● **To be done**: Rescale everything from the line containing "Keypoint placement: for each instance of the surfboard, put" down to the end of the data: write those lines out again, requests included, with each coordinate in the answers multiplied by 2.35 and rounded to a whole number, halves rounded up.

● **Excerpted records**:
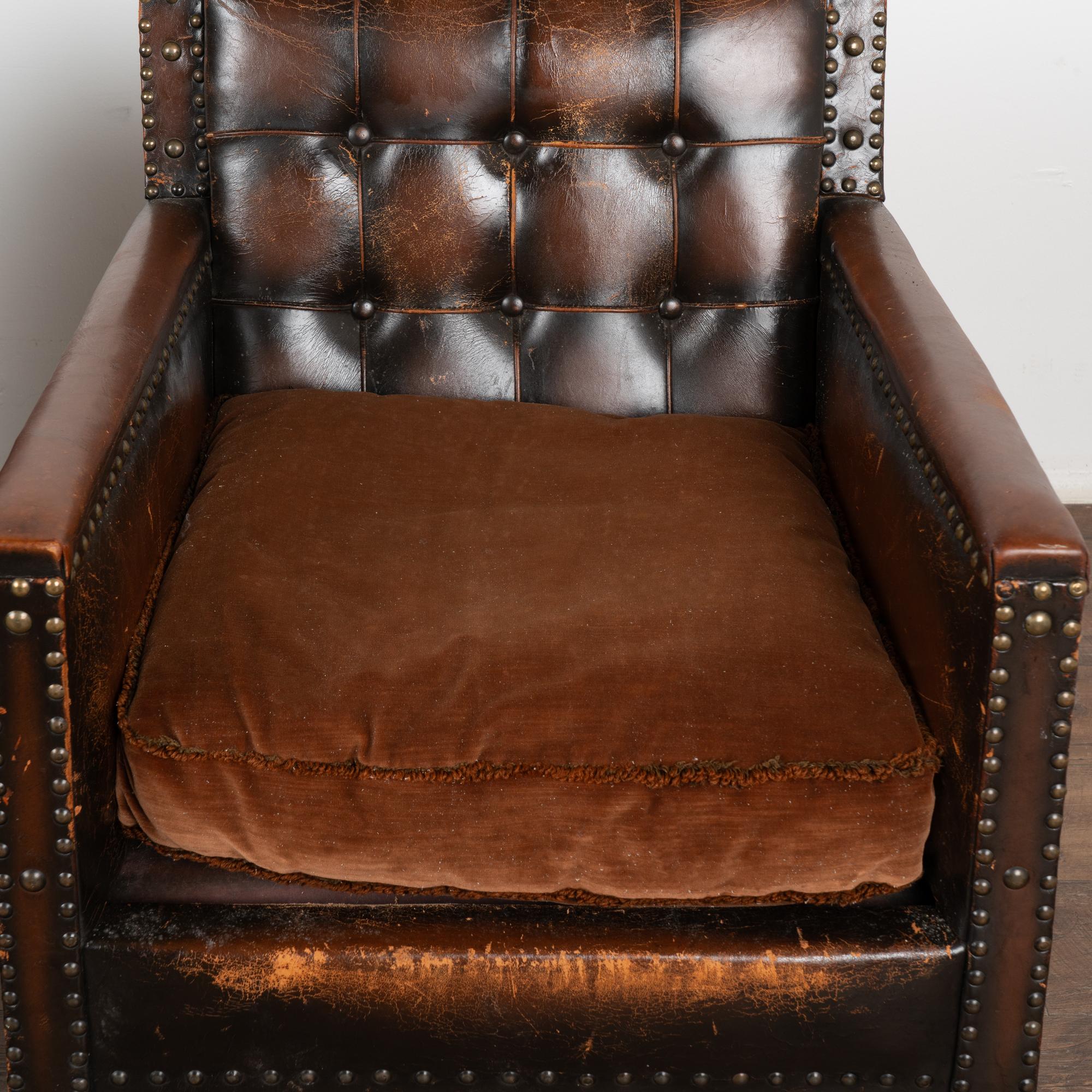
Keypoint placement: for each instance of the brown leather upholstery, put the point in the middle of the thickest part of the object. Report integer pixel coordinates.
(538, 650)
(440, 218)
(975, 567)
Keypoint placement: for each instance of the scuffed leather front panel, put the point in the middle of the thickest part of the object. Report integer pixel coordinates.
(437, 257)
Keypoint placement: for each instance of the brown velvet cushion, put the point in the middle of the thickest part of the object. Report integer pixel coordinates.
(519, 649)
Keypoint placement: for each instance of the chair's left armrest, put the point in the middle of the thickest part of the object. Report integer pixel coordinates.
(88, 500)
(980, 575)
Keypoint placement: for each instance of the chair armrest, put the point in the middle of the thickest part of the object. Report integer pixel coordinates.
(980, 574)
(1020, 527)
(88, 500)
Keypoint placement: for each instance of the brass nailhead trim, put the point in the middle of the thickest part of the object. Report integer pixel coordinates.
(1038, 624)
(903, 418)
(35, 882)
(852, 45)
(120, 464)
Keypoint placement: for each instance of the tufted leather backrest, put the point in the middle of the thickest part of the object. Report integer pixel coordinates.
(604, 204)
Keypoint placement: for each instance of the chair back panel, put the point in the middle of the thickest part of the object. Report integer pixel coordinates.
(602, 204)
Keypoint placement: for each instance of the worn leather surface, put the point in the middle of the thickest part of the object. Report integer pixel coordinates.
(963, 541)
(435, 221)
(1020, 526)
(88, 497)
(564, 625)
(519, 991)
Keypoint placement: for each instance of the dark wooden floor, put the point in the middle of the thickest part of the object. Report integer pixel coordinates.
(1067, 1040)
(1067, 1043)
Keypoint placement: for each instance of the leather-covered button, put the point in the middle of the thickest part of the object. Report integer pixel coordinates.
(360, 135)
(674, 146)
(515, 143)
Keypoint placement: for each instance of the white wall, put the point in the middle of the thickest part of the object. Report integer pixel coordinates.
(989, 170)
(70, 180)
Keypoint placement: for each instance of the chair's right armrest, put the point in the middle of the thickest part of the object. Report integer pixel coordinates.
(980, 575)
(88, 502)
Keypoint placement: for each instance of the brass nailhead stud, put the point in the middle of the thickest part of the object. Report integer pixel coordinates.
(360, 135)
(18, 622)
(674, 146)
(32, 880)
(1039, 623)
(516, 144)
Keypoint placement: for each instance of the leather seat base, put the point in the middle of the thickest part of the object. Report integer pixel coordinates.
(525, 651)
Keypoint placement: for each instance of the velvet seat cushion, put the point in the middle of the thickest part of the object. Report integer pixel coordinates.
(519, 649)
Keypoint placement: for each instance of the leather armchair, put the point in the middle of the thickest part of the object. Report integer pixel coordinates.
(123, 967)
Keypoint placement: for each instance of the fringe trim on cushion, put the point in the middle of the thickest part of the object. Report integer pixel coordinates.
(576, 897)
(922, 762)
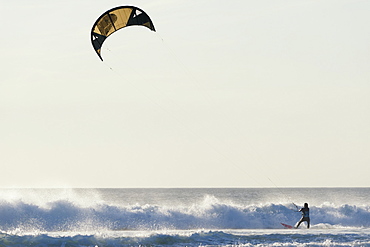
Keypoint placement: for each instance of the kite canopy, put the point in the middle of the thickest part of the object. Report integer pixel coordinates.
(115, 19)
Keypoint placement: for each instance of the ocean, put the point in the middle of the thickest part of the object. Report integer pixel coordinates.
(183, 217)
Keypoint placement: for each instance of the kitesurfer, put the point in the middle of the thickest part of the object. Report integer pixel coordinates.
(305, 215)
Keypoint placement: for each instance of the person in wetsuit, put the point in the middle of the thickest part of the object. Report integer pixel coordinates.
(305, 215)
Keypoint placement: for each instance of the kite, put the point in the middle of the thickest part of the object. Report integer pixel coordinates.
(115, 19)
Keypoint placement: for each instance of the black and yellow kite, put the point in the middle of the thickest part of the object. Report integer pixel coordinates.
(115, 19)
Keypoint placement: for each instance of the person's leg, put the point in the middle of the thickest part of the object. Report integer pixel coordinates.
(299, 222)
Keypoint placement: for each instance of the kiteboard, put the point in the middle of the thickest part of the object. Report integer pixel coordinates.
(287, 226)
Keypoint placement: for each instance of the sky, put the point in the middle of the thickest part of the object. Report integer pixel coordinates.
(268, 93)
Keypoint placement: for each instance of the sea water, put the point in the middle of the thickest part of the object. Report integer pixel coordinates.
(183, 217)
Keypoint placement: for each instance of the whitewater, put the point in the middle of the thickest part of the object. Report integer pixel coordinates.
(183, 217)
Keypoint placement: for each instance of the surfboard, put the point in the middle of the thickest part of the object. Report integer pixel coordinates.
(287, 226)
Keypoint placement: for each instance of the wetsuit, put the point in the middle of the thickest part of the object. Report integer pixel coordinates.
(305, 216)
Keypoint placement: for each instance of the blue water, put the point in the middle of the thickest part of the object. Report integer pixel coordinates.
(183, 217)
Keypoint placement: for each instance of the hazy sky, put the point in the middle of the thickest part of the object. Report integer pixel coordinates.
(242, 93)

● **Solution**:
Keypoint placement: for each instance of the surfboard, put the point in the middle of the thickest part of the object. Report integer pixel coordinates.
(674, 531)
Keypoint placement: for each instance of the wetsuit, put the point in the middle of the thickest part of the object. Report integer pixel coordinates.
(717, 508)
Keypoint placement: for each instance of the blue water, put the point in the middle of the thickest part of the object. Report integer pixel coordinates.
(430, 510)
Keypoint placement: for each instance of the hazy sky, put the point in the middle of the thickest part of the object. Report integer pixel coordinates.
(569, 219)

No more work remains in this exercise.